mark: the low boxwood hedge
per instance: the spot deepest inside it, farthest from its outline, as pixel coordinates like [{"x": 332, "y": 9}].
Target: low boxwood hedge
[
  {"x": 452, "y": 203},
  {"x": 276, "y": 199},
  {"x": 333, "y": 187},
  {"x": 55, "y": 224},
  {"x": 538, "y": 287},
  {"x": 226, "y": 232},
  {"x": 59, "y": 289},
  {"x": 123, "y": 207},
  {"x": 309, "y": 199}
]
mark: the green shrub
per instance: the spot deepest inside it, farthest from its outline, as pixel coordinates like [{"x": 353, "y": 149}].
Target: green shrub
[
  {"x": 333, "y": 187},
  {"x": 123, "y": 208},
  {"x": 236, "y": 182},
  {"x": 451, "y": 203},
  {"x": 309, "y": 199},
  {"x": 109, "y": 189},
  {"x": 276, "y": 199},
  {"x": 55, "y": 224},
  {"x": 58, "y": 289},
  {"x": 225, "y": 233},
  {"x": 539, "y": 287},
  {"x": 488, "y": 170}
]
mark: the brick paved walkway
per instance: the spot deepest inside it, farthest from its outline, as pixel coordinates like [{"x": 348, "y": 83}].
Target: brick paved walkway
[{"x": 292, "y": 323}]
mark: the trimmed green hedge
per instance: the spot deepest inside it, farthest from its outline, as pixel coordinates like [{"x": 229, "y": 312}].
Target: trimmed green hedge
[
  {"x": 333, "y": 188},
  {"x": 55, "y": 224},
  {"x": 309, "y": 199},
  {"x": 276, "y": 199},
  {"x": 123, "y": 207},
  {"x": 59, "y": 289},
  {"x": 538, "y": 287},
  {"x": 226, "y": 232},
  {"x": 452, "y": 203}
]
-*-
§ **WHAT YOU WILL DO**
Transcribe each of the records above exactly.

§ **EXPECTED ANSWER**
mark: the low boxwood hedge
per instance: the spot deepest inside it, farthest from its outline, as pixel coordinates like [{"x": 332, "y": 9}].
Target: low boxwood hedge
[
  {"x": 452, "y": 203},
  {"x": 276, "y": 199},
  {"x": 333, "y": 187},
  {"x": 55, "y": 224},
  {"x": 538, "y": 287},
  {"x": 226, "y": 232},
  {"x": 59, "y": 289},
  {"x": 123, "y": 207},
  {"x": 309, "y": 199}
]
mark: the green shrub
per instance: the spot deepest inside it, farthest from its outline, as pixel coordinates like [{"x": 353, "y": 149}].
Target: green shrub
[
  {"x": 333, "y": 187},
  {"x": 123, "y": 208},
  {"x": 236, "y": 182},
  {"x": 451, "y": 203},
  {"x": 309, "y": 199},
  {"x": 109, "y": 189},
  {"x": 276, "y": 199},
  {"x": 55, "y": 224},
  {"x": 58, "y": 289},
  {"x": 225, "y": 233},
  {"x": 539, "y": 287},
  {"x": 488, "y": 170}
]
mark: the brick paved walkway
per instance: the spot deepest inside it, farthest from its outline, as pixel coordinates like [{"x": 348, "y": 83}].
Target: brick paved walkway
[{"x": 292, "y": 323}]
mark: the trimmed green hedge
per instance: the spot deepest inside it, farthest from its outline, as pixel coordinates like [{"x": 229, "y": 312}].
Target: trimmed green hedge
[
  {"x": 333, "y": 188},
  {"x": 55, "y": 224},
  {"x": 309, "y": 199},
  {"x": 276, "y": 199},
  {"x": 123, "y": 207},
  {"x": 59, "y": 289},
  {"x": 538, "y": 287},
  {"x": 226, "y": 232},
  {"x": 452, "y": 203}
]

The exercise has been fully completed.